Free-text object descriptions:
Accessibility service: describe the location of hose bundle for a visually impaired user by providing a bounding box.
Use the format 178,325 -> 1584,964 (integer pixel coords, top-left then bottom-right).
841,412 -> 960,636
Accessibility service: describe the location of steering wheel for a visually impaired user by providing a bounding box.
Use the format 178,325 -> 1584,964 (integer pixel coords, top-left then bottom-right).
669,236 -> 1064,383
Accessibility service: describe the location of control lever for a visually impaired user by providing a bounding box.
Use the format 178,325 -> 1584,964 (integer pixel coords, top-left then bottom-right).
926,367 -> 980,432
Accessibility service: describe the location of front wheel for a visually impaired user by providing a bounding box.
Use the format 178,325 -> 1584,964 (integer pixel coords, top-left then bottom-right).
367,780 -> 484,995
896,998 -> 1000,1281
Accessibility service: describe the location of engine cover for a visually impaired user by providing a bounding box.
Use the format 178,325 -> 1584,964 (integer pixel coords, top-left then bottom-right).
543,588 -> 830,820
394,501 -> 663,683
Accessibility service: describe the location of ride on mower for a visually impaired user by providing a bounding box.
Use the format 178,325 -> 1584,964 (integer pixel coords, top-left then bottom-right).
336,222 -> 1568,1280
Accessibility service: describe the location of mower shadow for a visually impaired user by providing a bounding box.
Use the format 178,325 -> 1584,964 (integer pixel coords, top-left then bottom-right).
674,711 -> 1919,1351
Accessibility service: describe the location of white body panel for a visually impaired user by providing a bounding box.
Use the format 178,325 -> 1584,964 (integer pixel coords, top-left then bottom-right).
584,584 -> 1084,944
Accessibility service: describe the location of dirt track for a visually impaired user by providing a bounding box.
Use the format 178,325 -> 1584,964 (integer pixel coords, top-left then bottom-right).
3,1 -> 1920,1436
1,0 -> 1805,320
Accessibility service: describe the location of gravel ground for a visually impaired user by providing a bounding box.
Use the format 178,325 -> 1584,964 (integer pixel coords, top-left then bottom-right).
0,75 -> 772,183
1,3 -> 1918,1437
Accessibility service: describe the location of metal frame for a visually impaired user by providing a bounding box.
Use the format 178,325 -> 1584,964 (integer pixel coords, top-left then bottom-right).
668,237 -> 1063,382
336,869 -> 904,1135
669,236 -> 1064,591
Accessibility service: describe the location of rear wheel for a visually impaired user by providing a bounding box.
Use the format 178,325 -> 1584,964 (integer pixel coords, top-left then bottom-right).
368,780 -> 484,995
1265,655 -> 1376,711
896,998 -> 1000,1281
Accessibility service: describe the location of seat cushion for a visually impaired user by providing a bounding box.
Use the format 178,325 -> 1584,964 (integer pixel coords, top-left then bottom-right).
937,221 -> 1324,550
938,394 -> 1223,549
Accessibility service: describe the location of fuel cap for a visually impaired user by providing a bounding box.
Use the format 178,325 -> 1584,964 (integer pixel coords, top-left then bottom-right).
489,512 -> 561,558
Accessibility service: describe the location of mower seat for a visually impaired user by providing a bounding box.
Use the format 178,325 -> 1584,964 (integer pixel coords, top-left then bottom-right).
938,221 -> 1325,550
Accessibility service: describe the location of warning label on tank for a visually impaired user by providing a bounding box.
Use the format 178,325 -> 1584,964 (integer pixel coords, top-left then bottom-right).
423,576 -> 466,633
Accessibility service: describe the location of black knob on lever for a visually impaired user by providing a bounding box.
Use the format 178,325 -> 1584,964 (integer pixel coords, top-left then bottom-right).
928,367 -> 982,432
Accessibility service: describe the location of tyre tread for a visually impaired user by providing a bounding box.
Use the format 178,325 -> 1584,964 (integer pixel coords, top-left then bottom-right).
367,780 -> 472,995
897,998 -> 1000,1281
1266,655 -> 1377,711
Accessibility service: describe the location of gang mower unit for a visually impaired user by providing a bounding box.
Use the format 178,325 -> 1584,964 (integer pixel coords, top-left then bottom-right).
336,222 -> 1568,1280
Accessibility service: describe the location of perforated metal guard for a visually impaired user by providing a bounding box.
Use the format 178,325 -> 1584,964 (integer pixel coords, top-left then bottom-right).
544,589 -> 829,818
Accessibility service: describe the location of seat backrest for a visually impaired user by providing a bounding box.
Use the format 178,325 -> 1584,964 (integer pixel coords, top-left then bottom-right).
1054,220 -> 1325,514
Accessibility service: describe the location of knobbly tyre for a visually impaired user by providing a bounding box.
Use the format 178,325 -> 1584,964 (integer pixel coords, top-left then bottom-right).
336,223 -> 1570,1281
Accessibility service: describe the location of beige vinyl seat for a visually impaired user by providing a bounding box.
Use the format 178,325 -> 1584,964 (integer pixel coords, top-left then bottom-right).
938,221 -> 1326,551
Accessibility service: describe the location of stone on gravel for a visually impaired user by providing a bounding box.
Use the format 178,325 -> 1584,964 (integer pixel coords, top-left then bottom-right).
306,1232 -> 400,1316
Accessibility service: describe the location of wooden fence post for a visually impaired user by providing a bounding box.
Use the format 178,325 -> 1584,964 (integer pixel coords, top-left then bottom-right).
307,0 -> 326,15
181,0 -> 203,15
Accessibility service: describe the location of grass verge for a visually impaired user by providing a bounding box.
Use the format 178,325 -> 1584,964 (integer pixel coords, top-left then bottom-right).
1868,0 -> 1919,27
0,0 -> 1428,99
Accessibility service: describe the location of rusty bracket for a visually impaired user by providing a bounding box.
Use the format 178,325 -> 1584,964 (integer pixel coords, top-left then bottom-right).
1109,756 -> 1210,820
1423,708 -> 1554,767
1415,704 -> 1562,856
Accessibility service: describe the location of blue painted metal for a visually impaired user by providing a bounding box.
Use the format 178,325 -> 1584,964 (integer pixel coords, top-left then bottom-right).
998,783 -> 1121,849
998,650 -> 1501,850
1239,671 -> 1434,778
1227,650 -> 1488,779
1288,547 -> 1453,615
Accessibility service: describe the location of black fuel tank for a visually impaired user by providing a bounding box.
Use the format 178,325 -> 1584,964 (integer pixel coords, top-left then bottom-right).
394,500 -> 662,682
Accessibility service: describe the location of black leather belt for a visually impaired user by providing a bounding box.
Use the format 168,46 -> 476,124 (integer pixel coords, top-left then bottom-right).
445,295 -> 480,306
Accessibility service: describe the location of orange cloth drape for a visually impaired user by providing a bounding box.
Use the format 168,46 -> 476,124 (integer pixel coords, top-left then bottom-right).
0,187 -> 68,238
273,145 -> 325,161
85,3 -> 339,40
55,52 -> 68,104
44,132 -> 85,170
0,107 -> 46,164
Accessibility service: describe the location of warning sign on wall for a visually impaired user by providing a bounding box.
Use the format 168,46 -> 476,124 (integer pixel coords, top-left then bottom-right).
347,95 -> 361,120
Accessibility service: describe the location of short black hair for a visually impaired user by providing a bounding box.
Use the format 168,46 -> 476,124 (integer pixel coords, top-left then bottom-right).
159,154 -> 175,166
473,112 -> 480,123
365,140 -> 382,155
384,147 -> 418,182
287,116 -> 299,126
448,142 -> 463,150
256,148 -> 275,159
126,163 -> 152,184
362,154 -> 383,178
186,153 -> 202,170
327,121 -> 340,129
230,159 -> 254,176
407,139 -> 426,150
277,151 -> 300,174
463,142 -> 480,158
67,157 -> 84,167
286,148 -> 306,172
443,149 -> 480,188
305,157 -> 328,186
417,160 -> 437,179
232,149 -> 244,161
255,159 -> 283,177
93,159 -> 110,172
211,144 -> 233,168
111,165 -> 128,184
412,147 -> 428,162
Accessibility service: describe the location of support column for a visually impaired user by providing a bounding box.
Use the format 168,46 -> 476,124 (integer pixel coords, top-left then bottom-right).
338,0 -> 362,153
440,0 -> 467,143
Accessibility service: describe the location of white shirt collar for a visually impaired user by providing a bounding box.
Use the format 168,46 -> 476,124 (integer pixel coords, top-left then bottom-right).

*What the exercise asks:* Wherever the word "tank" occurs in the data, copy that whole line.

*Task solution:*
Accessibility service: describe the location of warning label on tank for a visually impaired user by providing a bounding box.
Accessibility service: describe the location of black fuel tank for a visually impaired user by providing a bounding box.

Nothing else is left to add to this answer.